Render everything from the line containing "the form (163,324)." down to the end of the records as a Markdown table with the columns Row and Line. Give each non-blank line its own numbered row.
..............................
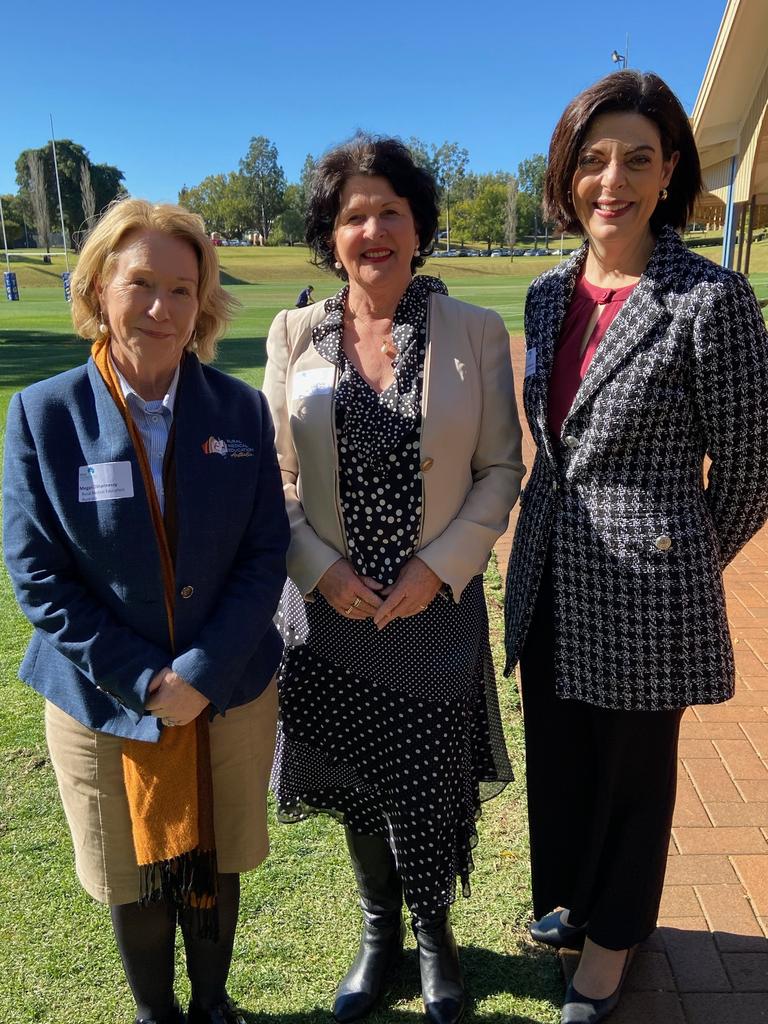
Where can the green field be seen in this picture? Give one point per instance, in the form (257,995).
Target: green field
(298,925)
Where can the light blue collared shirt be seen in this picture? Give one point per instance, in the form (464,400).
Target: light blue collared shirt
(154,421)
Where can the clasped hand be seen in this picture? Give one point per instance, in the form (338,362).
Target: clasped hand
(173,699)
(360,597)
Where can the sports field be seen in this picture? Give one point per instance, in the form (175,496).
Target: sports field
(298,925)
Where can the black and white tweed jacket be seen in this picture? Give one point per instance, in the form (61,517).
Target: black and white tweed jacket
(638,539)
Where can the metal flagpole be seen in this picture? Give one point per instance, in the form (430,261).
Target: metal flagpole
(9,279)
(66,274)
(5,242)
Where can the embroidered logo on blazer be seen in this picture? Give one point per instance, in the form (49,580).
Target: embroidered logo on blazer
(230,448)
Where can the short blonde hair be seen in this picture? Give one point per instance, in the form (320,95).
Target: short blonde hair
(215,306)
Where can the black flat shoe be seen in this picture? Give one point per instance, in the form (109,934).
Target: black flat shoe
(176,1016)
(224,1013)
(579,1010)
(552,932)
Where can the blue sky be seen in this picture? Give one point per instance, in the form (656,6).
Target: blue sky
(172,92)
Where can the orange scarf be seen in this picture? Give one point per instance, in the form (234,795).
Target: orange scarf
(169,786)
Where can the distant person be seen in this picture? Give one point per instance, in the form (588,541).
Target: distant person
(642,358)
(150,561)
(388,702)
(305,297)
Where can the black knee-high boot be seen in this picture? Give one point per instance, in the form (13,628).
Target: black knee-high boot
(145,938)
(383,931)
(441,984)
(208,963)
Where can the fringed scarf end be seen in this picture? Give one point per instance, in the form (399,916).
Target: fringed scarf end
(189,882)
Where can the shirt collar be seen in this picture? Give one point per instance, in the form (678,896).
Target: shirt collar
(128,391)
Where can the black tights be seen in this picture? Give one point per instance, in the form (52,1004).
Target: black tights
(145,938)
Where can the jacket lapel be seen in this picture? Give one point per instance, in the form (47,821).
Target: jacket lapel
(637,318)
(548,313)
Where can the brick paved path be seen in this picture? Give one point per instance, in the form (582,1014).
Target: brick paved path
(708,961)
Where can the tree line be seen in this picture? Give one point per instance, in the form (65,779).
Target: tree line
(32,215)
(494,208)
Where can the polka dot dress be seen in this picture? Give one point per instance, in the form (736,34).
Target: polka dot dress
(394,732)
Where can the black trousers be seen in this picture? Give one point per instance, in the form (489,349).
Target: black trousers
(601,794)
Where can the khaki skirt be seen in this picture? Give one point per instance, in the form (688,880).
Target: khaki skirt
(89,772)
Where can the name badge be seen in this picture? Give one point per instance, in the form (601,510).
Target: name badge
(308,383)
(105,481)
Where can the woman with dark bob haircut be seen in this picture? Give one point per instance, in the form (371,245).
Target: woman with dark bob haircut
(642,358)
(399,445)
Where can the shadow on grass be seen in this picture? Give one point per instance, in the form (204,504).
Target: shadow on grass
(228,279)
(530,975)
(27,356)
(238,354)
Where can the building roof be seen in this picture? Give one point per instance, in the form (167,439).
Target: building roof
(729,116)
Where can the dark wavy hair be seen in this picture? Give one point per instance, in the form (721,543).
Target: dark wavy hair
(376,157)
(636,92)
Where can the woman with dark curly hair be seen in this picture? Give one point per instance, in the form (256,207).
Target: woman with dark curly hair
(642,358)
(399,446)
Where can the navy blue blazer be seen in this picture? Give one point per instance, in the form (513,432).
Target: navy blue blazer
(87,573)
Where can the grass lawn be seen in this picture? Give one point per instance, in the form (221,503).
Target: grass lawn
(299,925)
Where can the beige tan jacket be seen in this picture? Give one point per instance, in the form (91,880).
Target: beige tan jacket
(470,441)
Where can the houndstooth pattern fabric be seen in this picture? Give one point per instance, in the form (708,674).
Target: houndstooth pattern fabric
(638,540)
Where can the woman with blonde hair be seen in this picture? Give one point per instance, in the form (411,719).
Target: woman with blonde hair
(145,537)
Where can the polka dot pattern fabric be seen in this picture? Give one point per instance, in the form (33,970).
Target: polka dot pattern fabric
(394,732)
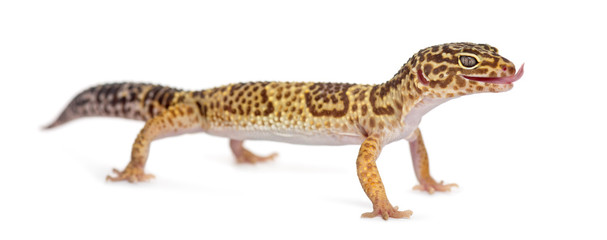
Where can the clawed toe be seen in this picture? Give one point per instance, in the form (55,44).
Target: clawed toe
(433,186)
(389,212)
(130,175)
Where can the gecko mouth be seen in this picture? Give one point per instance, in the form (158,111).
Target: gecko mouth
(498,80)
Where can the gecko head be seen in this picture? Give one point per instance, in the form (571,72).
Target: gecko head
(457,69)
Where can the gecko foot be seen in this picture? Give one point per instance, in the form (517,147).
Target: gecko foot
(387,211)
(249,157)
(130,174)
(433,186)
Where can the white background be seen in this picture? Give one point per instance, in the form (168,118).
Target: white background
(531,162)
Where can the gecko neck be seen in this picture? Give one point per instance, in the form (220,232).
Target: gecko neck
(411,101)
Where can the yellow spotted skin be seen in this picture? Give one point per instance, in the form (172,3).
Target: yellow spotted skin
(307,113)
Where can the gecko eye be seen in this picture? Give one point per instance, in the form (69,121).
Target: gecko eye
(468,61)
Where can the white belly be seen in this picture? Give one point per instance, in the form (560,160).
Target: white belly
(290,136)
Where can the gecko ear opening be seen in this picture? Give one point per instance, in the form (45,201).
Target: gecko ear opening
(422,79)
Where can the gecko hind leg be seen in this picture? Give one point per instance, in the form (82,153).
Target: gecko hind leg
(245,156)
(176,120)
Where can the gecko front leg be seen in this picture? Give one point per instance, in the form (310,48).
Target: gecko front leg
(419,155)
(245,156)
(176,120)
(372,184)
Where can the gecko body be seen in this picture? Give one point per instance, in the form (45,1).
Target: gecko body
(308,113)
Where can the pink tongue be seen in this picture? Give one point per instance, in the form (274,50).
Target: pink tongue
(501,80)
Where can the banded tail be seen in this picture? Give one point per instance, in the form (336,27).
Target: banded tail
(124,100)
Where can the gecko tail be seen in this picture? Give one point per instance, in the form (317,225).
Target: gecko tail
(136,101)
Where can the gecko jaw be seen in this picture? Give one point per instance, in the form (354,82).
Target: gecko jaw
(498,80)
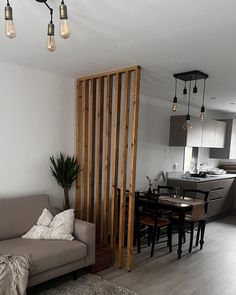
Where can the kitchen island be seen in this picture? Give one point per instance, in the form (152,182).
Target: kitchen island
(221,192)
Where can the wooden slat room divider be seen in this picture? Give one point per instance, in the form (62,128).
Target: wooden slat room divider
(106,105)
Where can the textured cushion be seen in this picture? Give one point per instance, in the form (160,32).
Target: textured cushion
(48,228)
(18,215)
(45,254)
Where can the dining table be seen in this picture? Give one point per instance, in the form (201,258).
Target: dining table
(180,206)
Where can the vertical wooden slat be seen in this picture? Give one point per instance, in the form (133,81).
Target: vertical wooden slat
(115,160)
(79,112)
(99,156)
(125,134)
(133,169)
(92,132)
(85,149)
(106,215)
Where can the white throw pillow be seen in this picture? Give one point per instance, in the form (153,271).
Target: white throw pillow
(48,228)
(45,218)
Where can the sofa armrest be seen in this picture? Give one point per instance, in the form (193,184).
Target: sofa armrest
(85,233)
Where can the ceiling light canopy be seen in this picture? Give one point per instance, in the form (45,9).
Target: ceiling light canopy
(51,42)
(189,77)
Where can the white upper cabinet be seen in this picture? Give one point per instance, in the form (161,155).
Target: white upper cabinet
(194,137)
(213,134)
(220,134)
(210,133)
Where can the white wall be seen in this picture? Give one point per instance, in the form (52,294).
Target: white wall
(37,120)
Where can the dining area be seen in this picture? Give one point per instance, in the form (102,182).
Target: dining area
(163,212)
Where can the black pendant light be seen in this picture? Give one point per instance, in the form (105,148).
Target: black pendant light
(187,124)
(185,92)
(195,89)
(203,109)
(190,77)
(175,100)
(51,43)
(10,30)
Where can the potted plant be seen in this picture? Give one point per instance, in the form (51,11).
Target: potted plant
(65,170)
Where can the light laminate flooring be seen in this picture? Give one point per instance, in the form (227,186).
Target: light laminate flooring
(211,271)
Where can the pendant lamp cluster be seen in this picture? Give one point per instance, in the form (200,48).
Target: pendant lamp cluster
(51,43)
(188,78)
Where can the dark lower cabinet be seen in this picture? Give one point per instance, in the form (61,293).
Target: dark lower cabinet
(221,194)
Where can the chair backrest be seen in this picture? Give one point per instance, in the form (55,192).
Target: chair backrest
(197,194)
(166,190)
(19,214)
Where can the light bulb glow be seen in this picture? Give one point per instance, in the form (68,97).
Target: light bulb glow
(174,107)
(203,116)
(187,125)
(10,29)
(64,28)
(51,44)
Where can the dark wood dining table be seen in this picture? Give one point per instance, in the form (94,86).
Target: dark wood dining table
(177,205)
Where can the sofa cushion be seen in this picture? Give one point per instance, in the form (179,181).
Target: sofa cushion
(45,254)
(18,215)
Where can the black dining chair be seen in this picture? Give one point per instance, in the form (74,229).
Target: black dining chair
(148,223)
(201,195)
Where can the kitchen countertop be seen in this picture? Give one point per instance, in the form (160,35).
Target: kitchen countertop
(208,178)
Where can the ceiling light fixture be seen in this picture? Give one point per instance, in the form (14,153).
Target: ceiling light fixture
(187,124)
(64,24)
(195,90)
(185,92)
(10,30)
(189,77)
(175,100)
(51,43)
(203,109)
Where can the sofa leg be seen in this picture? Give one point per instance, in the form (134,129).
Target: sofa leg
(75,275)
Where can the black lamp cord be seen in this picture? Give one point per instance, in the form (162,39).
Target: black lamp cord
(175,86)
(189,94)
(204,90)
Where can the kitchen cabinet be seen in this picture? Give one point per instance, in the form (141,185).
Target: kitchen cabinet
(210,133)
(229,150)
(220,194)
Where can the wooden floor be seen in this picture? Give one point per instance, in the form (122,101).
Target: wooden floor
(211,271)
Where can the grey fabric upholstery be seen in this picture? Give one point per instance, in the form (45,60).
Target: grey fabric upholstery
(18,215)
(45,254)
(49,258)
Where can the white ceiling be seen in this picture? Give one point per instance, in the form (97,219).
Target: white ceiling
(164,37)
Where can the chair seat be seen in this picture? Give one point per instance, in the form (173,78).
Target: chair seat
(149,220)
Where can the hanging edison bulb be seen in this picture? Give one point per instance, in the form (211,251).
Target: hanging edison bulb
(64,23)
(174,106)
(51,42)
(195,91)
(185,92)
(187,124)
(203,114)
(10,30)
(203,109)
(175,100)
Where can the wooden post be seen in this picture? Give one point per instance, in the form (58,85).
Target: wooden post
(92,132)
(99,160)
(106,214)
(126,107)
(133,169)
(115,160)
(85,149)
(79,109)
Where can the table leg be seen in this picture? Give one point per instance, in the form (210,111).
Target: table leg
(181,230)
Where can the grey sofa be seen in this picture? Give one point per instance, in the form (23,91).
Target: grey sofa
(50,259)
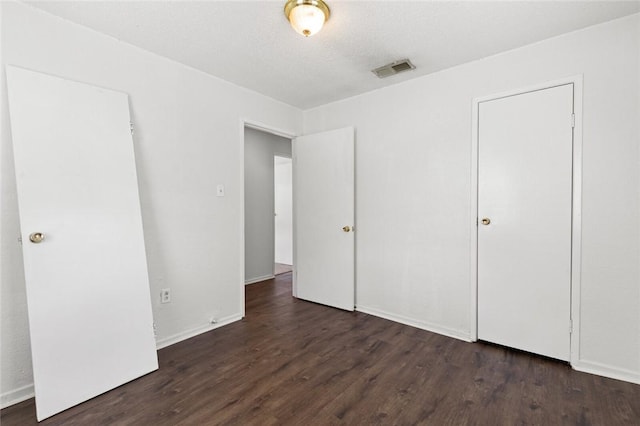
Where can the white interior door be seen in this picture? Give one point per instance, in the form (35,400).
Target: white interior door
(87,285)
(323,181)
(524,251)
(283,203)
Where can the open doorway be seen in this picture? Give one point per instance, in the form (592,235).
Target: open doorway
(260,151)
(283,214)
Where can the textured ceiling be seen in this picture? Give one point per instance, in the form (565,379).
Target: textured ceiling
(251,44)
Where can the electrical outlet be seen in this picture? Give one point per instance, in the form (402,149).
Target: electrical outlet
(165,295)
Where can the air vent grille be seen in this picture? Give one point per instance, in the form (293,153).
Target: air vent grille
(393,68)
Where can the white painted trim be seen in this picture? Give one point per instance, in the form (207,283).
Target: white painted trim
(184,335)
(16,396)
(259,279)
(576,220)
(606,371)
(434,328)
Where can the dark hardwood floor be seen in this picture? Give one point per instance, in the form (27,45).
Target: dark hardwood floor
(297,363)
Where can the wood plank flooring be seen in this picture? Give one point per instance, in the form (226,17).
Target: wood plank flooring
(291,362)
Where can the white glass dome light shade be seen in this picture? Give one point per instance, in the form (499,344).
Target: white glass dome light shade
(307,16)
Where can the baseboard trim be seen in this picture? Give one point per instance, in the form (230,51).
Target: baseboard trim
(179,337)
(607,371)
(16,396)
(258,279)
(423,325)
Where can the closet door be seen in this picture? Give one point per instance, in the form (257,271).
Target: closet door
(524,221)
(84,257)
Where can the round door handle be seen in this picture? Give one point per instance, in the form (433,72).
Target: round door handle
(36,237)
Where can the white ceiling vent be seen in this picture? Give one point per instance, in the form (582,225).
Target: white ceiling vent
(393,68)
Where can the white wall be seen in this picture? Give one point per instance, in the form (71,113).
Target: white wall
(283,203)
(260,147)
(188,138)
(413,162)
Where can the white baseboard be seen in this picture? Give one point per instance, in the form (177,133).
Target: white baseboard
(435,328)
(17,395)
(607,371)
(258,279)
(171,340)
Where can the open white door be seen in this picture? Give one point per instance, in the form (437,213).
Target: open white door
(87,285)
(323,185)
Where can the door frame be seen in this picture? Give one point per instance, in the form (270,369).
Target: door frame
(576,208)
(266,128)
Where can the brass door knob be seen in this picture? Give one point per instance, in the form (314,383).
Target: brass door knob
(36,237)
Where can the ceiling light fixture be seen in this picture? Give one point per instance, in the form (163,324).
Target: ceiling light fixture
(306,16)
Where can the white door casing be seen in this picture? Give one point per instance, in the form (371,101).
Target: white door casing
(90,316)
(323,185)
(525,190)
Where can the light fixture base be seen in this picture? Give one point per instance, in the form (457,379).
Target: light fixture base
..............................
PROBLEM SOLUTION —
| Row | Line |
|---|---|
| 1 | Where can the ceiling light fixture be seen in this picture? Give one point per instance, in the form (163,324). |
| 2 | Target: ceiling light fixture |
| 3 | (306,16) |
| 4 | Where can the white door casing be seen in this picture? Give one point per instance, in the form (371,101). |
| 5 | Target: white door casing |
| 6 | (90,316) |
| 7 | (323,185) |
| 8 | (525,190) |
| 9 | Where can the light fixture base be seen in this picture? Give one point per instance, in the form (457,379). |
| 10 | Target: light fixture base |